SOURCE.
○ ○ ○ ○ ○ ○ ○

Posted on 12/20/2012 5:16:50 PM PST by kristinn
Capitol Hill reporters on Twitter writing Speaker Boehner has dropped Plan B fiscal cliff vote tongiht after revolt from House Republican caucus. House will recess until after Christmas.
After raucus closed dooor House GOP meeting, Boehner says House has already passed bills to cut spending and taxes to avert fiscal cliff and the ball is the court of the Senate and President Obama.
Plans C, D, E and F
Posted by Jennifer Rubin on December 21, 2012 at 9:00 am
The House Republicans have joined the White House and Senate Democrats in the dont know how to govern department, none of them coming up with a plan that can pass either body, let alone both. GOP aides on Capitol Hill seem genuinely baffled as to what comes next. Here are some possible scenarios.
Plan C: The White House and Senate Majority Leader Harry Reid (D-Nev.) cook up a putrid bill (from conservatives standpoint), including tax hikes (in excess of Clinton-era rate hikes for the rich) and phony cuts. Reid jams it through the Senate. House Democrats announce they will support it unanimously, and the House Republicans are forced to swallow it or allow everyones taxes to go up.
Plan D: Reid and Obama cant come up with anything to pass the Senate. They agree to extend the tax rates and hold off on the sequestration for 90 days, continuing to torture the entire country.
Plan E: Obama and House Speaker John Boehner reach a deal that a minority of House and Senate Republicans could support but that will command near unanimity among House and Senate Democrats. By definition it is worse than anything a majority of Republicans could agree upon.

○ ○ ○ ○ ○ ○ ○

SET EXERCISE.
Continue the piece on the fiscal cliff plans, picking up right after its last sentence.

○ ○ ○ ○ ○ ○ ○

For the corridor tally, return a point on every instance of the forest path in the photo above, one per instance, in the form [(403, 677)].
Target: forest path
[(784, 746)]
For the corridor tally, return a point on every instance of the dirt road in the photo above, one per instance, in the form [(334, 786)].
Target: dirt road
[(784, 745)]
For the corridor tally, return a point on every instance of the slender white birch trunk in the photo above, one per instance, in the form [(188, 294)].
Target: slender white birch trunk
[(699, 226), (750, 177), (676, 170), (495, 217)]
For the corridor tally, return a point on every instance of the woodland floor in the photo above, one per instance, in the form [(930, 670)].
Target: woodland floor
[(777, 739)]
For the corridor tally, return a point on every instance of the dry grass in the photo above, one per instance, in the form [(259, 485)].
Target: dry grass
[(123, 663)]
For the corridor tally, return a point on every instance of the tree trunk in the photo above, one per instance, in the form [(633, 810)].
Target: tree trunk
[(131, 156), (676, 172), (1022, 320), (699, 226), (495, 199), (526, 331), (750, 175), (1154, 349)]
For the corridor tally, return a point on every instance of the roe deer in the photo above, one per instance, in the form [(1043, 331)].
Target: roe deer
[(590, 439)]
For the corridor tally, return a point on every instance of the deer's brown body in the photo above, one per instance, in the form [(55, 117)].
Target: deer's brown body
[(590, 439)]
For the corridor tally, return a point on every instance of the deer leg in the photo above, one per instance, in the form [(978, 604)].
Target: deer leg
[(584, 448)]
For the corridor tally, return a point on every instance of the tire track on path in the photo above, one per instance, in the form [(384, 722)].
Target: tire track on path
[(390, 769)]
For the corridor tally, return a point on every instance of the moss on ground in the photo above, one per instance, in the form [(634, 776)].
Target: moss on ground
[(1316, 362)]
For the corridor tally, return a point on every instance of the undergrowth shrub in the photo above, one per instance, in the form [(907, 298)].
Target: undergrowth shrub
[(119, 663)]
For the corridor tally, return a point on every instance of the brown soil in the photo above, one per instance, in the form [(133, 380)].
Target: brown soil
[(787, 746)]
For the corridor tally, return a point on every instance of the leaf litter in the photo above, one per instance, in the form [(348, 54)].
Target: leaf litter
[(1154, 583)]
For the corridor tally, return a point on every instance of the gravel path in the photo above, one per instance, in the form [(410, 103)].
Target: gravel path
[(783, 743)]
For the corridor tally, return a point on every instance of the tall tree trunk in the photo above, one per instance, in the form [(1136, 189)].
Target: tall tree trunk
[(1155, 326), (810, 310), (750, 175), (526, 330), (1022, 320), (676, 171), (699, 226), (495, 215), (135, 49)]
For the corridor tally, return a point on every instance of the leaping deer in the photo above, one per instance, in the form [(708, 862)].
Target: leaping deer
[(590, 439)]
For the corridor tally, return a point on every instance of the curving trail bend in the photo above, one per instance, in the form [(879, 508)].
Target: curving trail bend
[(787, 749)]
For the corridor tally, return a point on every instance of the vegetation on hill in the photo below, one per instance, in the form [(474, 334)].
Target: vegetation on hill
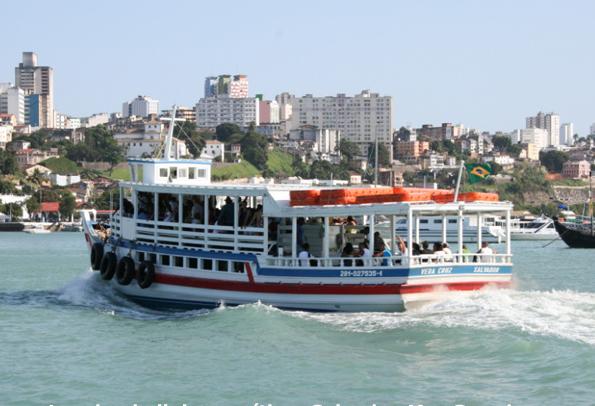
[(62, 166)]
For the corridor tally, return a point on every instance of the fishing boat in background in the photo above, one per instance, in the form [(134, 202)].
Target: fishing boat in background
[(178, 240)]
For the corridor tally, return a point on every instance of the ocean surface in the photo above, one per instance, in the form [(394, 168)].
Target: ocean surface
[(68, 339)]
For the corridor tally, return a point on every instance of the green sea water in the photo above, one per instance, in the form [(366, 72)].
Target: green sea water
[(67, 339)]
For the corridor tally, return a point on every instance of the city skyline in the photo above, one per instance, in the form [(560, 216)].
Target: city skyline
[(480, 65)]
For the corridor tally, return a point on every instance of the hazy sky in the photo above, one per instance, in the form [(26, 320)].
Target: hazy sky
[(486, 64)]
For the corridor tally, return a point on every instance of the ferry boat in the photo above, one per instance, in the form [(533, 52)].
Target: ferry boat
[(178, 240)]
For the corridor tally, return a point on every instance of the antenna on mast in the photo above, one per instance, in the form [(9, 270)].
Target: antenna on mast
[(170, 133)]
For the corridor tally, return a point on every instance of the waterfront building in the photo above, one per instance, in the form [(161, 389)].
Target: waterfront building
[(97, 119), (411, 150), (12, 101), (215, 110), (536, 136), (142, 106), (268, 111), (576, 169), (549, 122), (362, 119), (39, 81), (235, 86)]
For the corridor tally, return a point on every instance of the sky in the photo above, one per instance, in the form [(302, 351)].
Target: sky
[(485, 64)]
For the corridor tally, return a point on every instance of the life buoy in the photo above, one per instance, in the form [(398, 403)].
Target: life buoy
[(96, 255), (145, 274), (108, 266), (125, 271)]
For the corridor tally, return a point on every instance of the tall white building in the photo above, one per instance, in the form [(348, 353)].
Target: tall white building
[(12, 101), (37, 80), (142, 106), (212, 111), (362, 118), (536, 136), (549, 122), (567, 134)]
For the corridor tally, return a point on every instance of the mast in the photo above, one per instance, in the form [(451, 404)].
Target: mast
[(170, 134)]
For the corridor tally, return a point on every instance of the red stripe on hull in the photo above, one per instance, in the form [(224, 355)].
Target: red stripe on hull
[(319, 289)]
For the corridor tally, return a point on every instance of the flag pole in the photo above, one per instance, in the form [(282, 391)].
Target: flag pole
[(459, 181)]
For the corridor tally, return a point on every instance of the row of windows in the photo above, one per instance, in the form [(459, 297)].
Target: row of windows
[(192, 263), (174, 172)]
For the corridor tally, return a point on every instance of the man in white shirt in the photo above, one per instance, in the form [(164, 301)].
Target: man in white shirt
[(304, 255)]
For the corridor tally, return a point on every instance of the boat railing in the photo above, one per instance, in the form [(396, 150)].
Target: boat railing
[(205, 236), (394, 261)]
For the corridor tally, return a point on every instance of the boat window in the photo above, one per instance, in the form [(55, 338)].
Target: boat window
[(194, 209), (192, 263), (168, 207), (146, 205)]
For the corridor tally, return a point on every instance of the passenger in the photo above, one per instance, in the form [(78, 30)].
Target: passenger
[(387, 255), (365, 254), (197, 211), (438, 252), (226, 216), (304, 255), (447, 252), (485, 252), (350, 221), (347, 253), (378, 242)]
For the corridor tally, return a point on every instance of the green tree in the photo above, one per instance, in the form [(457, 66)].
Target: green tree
[(67, 205), (225, 131), (553, 160), (8, 163), (501, 143)]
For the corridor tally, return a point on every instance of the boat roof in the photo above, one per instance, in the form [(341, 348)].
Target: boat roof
[(277, 201)]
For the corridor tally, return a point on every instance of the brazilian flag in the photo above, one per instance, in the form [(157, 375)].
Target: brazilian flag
[(478, 172)]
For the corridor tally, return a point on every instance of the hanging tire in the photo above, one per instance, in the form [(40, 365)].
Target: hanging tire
[(145, 274), (125, 272), (107, 268), (96, 255)]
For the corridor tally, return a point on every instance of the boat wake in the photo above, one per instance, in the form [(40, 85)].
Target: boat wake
[(88, 291), (568, 315)]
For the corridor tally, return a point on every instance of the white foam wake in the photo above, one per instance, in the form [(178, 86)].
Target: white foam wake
[(565, 314)]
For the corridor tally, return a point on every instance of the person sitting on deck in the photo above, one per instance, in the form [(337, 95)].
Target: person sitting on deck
[(485, 253), (438, 252), (226, 216), (365, 254), (347, 253), (447, 252), (304, 255)]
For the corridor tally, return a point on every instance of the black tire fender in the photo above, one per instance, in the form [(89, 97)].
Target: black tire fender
[(145, 275)]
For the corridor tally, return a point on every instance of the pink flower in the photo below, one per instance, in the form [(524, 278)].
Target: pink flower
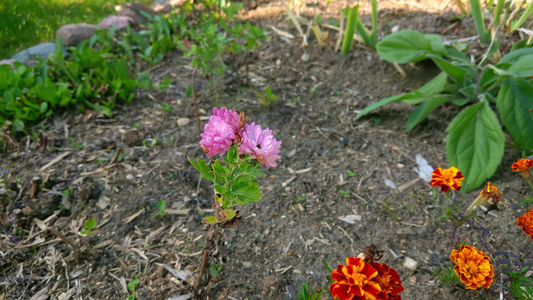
[(222, 131), (231, 117), (260, 144)]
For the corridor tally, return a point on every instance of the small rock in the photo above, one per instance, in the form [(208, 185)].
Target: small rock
[(183, 121), (42, 51), (120, 22), (73, 34), (410, 264), (134, 11), (163, 6), (8, 62)]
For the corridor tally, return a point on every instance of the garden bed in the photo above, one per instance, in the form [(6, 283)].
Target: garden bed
[(331, 168)]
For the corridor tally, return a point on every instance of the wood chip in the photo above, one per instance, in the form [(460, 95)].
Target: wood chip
[(55, 161), (131, 218)]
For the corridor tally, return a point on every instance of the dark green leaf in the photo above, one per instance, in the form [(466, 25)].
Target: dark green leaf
[(406, 46), (455, 72), (203, 168), (475, 144), (514, 102)]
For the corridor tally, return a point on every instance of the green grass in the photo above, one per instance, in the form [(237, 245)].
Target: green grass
[(25, 23)]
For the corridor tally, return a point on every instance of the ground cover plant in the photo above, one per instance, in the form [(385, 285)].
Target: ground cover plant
[(115, 207), (26, 23)]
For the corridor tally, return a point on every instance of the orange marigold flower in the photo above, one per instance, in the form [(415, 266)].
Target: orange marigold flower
[(389, 281), (447, 178), (354, 281), (473, 267), (489, 193), (522, 166), (526, 222)]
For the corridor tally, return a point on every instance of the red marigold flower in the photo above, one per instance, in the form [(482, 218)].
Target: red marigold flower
[(526, 222), (523, 165), (354, 281), (473, 267), (389, 281), (447, 178)]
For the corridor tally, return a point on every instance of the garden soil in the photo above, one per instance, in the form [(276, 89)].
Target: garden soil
[(340, 185)]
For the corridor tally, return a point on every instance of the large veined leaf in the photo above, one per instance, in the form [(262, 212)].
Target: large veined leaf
[(424, 93), (423, 110), (455, 72), (514, 102), (475, 144), (407, 46)]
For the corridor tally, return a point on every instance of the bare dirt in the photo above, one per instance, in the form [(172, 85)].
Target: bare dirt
[(331, 167)]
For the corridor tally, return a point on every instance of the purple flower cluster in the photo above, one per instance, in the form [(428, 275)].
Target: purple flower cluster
[(227, 128)]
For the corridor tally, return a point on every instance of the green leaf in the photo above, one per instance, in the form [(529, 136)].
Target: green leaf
[(380, 103), (407, 46), (455, 72), (232, 155), (350, 28), (248, 169), (475, 144), (425, 92), (514, 102), (90, 224), (246, 191), (203, 168), (423, 110)]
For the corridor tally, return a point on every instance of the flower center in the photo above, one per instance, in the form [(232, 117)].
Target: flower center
[(472, 267), (358, 279), (384, 282)]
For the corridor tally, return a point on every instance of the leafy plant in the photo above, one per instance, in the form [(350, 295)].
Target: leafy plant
[(90, 224), (475, 139), (351, 16), (233, 185)]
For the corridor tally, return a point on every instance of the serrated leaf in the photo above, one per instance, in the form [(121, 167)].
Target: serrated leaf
[(249, 170), (423, 110), (475, 144), (455, 72), (203, 168), (514, 102)]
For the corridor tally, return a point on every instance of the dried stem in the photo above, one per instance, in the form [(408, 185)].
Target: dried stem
[(204, 258)]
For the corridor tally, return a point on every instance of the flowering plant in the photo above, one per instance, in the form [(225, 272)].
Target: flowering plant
[(473, 267), (526, 222), (235, 175), (523, 165)]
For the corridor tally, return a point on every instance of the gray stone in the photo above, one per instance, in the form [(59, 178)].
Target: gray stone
[(41, 50), (134, 10), (164, 6), (8, 62), (120, 22), (73, 34)]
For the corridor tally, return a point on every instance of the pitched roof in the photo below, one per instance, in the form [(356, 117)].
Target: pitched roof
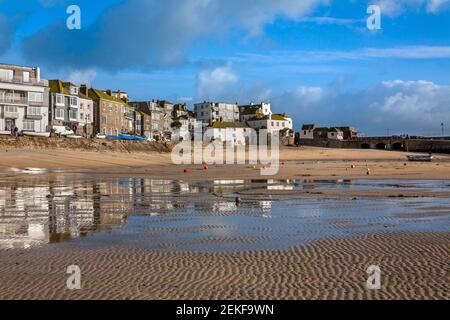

○ ○ ○ ○ ○ ○ ○

RESPONSE TO THIS TASK.
Plan F: Boehner and the president return to the bargaining table. But now Boehner is in a worse bargaining position since he cant provide enough votes to pass the House. They therefore jointly craft a bill that is less acceptable to the Republicans than prior offers but can gain the support of Republicans. (The notion that the president after last nights fiasco will be compelled to move closer to Boehner is, well, fanciful. He has his foot on Republicans necks and he is not about to let up.)
There are probably some other scenarios, but, truth be told, there are no good ones. And if this is bad, imagine how horrendous the debt-ceiling talks will be.
Sure would suck if they had to stop funding terrorists to pay for all the undeserved welfare cheats.
Instead, they will cut SS without any plan to fix/replace it, raise taxes and spend MORE on Foreign aid to everyone but Israel.
And some on the right will call it conservative.
What good are conservatives with power if they have no principles?
If it means compromising basic principles, then there should be no deal. We need to get away from this mindset that we must make a deal to postpone the next crisis or to gain a partisan advantage and start dealing with the macro issues that are sending this country into a cosmic economic wormhole.
Obama intentionally creates this crisis atmosphere that forces Reps to accept these last minute deals without any real discussion of the long term effects. He did it with Obamacare --you have to pass the bill before you can find out what is in it--, raising the debt limit coupled with sequestration, and now we have the fiscal cliff crisis that has an artificial Dec 31 deadline. The Reps will again be stampeded into "getting the best deal possible." But this will not address our spending problems and entitlement reform, the real drivers of debt and deficit. Now is the time to dig in our heels and force a national conversation on where this nation stands on our fiscal problems. The increased taxes on everyone, the plunge in the stock market, and a return to a recession (which may have happened anyway) should get everyone's attention and lend some urgency and focus to the discussions.
Getting the best deal possible will divide the GOP not unite it. Again, the only reason that Obama is pushing this narrative that the rich must pay their fair share is to destroy the GOP. It raises very little revenue in the grand scheme of things. And the "rich" (those earning over $250K) will already see large tax increases due to Obamacare. And Obama has already positioned himself as the defender of the entitlement programs with the GOP being the mean-spirited grinch that wants to take away benefits for the old and poor children. Even if there were some small changes to entitlements in any proposed deal, the Dems and Obama would say they were forced into it by the Reps.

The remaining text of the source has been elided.